*Written instruction*.
Set out the listing below as a JSON list of strings, one string per line, from the first line to the last. Omit blank lines and the pictures.

*The records*.

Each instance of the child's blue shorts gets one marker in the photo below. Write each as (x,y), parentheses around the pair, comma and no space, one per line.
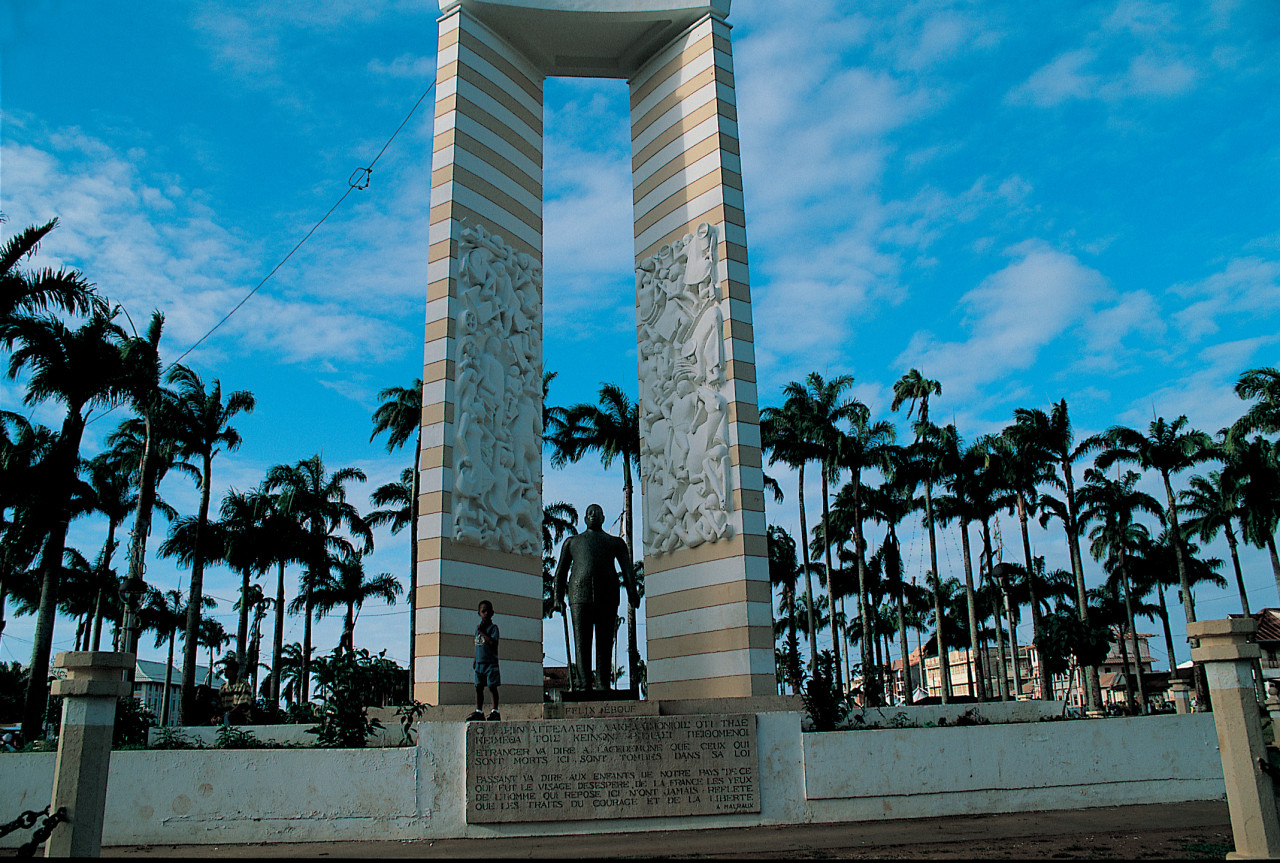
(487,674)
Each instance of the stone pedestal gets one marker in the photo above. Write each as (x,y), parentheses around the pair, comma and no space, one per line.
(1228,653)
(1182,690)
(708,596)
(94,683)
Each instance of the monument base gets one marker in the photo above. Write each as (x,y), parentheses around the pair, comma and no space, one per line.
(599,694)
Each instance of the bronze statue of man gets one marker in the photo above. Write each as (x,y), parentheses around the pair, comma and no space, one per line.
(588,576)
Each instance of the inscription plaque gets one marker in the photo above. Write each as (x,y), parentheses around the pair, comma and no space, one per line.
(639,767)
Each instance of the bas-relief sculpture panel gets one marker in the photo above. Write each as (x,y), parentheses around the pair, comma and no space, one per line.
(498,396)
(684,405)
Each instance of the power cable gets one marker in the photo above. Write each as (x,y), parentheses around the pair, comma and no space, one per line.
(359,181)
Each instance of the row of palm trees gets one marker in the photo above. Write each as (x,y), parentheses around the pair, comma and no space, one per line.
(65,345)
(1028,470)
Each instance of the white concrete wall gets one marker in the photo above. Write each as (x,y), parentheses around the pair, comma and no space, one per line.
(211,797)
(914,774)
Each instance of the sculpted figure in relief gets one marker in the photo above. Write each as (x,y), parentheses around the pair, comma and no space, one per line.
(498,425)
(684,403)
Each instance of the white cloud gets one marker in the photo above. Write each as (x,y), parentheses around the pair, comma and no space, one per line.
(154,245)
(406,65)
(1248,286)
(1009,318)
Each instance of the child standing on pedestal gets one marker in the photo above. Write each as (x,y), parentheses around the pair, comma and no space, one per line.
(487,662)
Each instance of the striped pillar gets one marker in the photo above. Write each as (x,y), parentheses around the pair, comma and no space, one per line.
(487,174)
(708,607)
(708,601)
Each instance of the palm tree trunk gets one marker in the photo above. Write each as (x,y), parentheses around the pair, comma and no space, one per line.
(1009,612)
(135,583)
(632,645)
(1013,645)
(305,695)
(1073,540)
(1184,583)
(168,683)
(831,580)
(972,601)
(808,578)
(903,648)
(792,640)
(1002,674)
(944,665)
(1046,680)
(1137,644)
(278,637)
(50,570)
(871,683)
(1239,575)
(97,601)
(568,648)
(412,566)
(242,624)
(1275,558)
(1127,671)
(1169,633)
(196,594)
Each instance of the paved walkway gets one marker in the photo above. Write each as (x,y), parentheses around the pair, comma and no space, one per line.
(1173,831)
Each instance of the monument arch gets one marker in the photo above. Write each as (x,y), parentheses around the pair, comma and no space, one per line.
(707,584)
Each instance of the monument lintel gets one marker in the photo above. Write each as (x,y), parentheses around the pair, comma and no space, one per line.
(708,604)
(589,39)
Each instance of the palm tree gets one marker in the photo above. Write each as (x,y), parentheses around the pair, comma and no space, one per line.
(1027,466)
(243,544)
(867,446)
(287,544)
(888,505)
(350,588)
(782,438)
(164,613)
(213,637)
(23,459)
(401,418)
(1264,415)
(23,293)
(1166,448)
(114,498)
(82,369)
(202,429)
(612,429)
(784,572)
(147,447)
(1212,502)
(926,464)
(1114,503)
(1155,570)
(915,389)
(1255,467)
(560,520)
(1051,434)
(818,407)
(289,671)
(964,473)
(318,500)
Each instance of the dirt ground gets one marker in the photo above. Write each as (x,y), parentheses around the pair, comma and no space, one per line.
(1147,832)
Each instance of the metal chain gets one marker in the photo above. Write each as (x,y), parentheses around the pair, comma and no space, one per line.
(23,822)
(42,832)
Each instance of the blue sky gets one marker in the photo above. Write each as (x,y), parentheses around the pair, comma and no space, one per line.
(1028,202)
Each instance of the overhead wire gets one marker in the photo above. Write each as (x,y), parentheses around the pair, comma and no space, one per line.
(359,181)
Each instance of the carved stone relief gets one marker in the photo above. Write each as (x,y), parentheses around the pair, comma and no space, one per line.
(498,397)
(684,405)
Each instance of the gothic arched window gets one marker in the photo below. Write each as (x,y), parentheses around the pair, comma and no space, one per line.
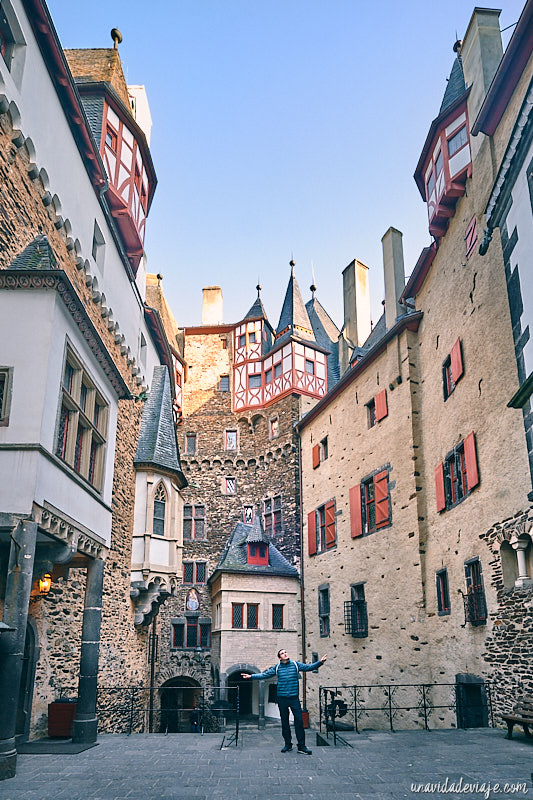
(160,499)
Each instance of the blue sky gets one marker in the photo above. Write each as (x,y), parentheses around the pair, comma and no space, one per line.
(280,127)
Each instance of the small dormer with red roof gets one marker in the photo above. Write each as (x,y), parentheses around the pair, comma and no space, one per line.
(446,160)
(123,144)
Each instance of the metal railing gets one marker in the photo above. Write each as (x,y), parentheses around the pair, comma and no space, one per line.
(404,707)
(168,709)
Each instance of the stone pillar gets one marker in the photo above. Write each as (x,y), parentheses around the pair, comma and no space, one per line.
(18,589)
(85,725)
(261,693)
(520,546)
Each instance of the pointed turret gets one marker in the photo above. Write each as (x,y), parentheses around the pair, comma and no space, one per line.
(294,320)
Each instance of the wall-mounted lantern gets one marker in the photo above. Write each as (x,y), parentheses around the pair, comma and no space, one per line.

*Written response*.
[
  "Each instance of the child's blue shorts gets one marker in the photo below. Write each as (x,y), parentheses around the pair, comma and no space, one per line.",
  "(487,674)",
  "Each instance of the stone pedestal gets one marker in the photo above. Write each as (x,y), parentheses around the pair, comma and no space, one per line.",
  "(1228,653)",
  "(1182,690)",
  "(708,596)",
  "(94,683)",
  "Each instance of the monument base gets one marker in the photo above. Write each as (x,y), parentheses around the pair, comma and no space, one per line.",
  "(599,694)",
  "Each instance of the bronze statue of man gets one marker in the photo above. Write each as (x,y), parentheses around the pair, comma and no space, one per line.",
  "(588,576)",
  "Each instance of the inscription plaque gets one marker in the photo above. Write each as (x,y), parentheses around the pair, comma and no space, one per line.",
  "(639,767)",
  "Each instance of the bas-relief sculpture panel gets one marker in the photo above. Write each as (x,y), parentheses around the pair, comma and no space, one per line.",
  "(498,396)",
  "(684,405)",
  "Each instance of the power cable gets one marker in the photo above. Write each as (x,y), parentheses around the pair, comma and no space, one per line.",
  "(359,181)",
  "Each instance of the row of palm trees gets one marker in the photo above. Write each as (x,y), parentheses around the pair, comma and no space, one per line.",
  "(65,345)",
  "(1028,470)",
  "Each instance of the white concrete wall gets one marker in the photo above. Write each as (x,y), parentheses around the pair, comma and no space, one per line.",
  "(211,797)",
  "(914,774)",
  "Each instance of the sculpted figure in relief gets one marker in the photo above. Write each as (x,y), parentheses around the pair, comma and no space, one per line.",
  "(498,425)",
  "(684,403)",
  "Each instance of the white cloud gets one marker in the photo above. Write each as (x,y), parentheses around the pair, comma and no space, one per line.",
  "(154,245)",
  "(406,65)",
  "(1248,286)",
  "(1009,318)",
  "Each instance of the child standing on pedestal gets one marker in the photo above. Write each as (x,y), parentheses around the pair, comma and no space, one per line.",
  "(487,662)",
  "Each instance of the striped pillar gets one marker in the photo above. Write each as (x,y), parentheses around the pair, comma and no space, one per line.",
  "(487,174)",
  "(708,607)",
  "(708,601)",
  "Each instance of the palm tree trunk gets one marker in the photo above. Write each as (x,y), parentheses around the pair, comma and no space, one per line.",
  "(1009,612)",
  "(135,583)",
  "(632,645)",
  "(1013,645)",
  "(305,695)",
  "(1073,540)",
  "(1184,583)",
  "(168,683)",
  "(831,580)",
  "(972,601)",
  "(808,578)",
  "(903,648)",
  "(792,640)",
  "(1002,674)",
  "(944,665)",
  "(1046,680)",
  "(1137,644)",
  "(278,637)",
  "(50,570)",
  "(871,683)",
  "(1239,575)",
  "(97,601)",
  "(568,648)",
  "(412,566)",
  "(242,624)",
  "(1275,558)",
  "(1127,671)",
  "(1169,633)",
  "(196,594)",
  "Each instance of the paved walkway gets one marker in the photo above. Write each as (x,y), parentheses around the pair, comma and no space, one per line.",
  "(1173,831)",
  "Each instance of the monument arch gets one marker in the photo above. Write each as (x,y), parentheses around the pair, comma and no space, one per line.",
  "(707,584)",
  "Each instance of the monument lintel gets one marker in the photo above. Write each as (x,y), parentheses around the pair, comma and no space, one per line.",
  "(708,604)",
  "(589,39)",
  "Each instance of the palm tree gets one marker in the photo above. Write each as (x,y), parentheses around the pair, comma and no space, one per line.",
  "(1027,466)",
  "(243,544)",
  "(867,446)",
  "(287,544)",
  "(888,505)",
  "(350,588)",
  "(782,438)",
  "(164,613)",
  "(213,637)",
  "(23,459)",
  "(401,418)",
  "(1264,415)",
  "(23,293)",
  "(1166,448)",
  "(114,498)",
  "(82,369)",
  "(202,429)",
  "(612,429)",
  "(784,572)",
  "(147,447)",
  "(1212,502)",
  "(926,464)",
  "(1114,503)",
  "(1155,570)",
  "(915,389)",
  "(1255,467)",
  "(560,520)",
  "(1051,434)",
  "(818,407)",
  "(289,671)",
  "(964,473)",
  "(318,500)",
  "Each instance of the dirt ground gets one marker in the photo above. Write each as (x,y), parentheses around the pair, comma and no space, one per line.",
  "(1147,832)",
  "Each instance of the metal chain gets one marker in the photo above. Write each as (x,y), parentheses around the pair, comma and no space, one per line.",
  "(23,822)",
  "(42,832)",
  "Each instance of the blue sky gets one marker in the photo above. Write each as (x,y), parentheses around the pair, comma and no space, one per line.",
  "(1028,202)",
  "Each instance of the overhead wire gets one marker in the photo above. Write each as (x,y), parentheses around the pair, comma and no space, one per line.",
  "(359,181)",
  "Each instance of the carved stone relief gets one marker in the photo above. Write each as (x,y), parentheses around the pair, comma and no space, one per line.",
  "(498,397)",
  "(684,405)",
  "Each instance of the gothic arched window gets one marker in the photo below. Write each as (x,y), parentheses around the pair, comma and no space, one per line.",
  "(160,499)",
  "Each instance of the blue sky gets one marker in the photo above. Write each as (x,y), parentheses around the pair, comma and no space, one per line.",
  "(280,127)",
  "Each instance of the small dormer with red roof gets one marker in the photo above. Write each as (x,y), parentheses around the pair, comma and no space, one per line.",
  "(446,160)",
  "(123,144)",
  "Each instance of the metal railing gets one marker in the photo above. Write each as (x,y), parentheses around the pair, comma and no space, one per line.",
  "(404,707)",
  "(168,709)",
  "Each instance of the stone pillar gets one marker in the photo above. Write each as (x,y), parentheses around the pair, comma and no space, one per line.",
  "(18,589)",
  "(85,725)",
  "(261,693)",
  "(520,546)",
  "Each instance of the pointed turret gets one marker in the photo above. Write each as (x,y), parentheses around the pair, comma and no space, one per line.",
  "(294,320)",
  "Each instance of the wall-mounted lantern gets one marker in the photo above. Write each as (x,y), parentheses around the pair, comma and no space, one per line."
]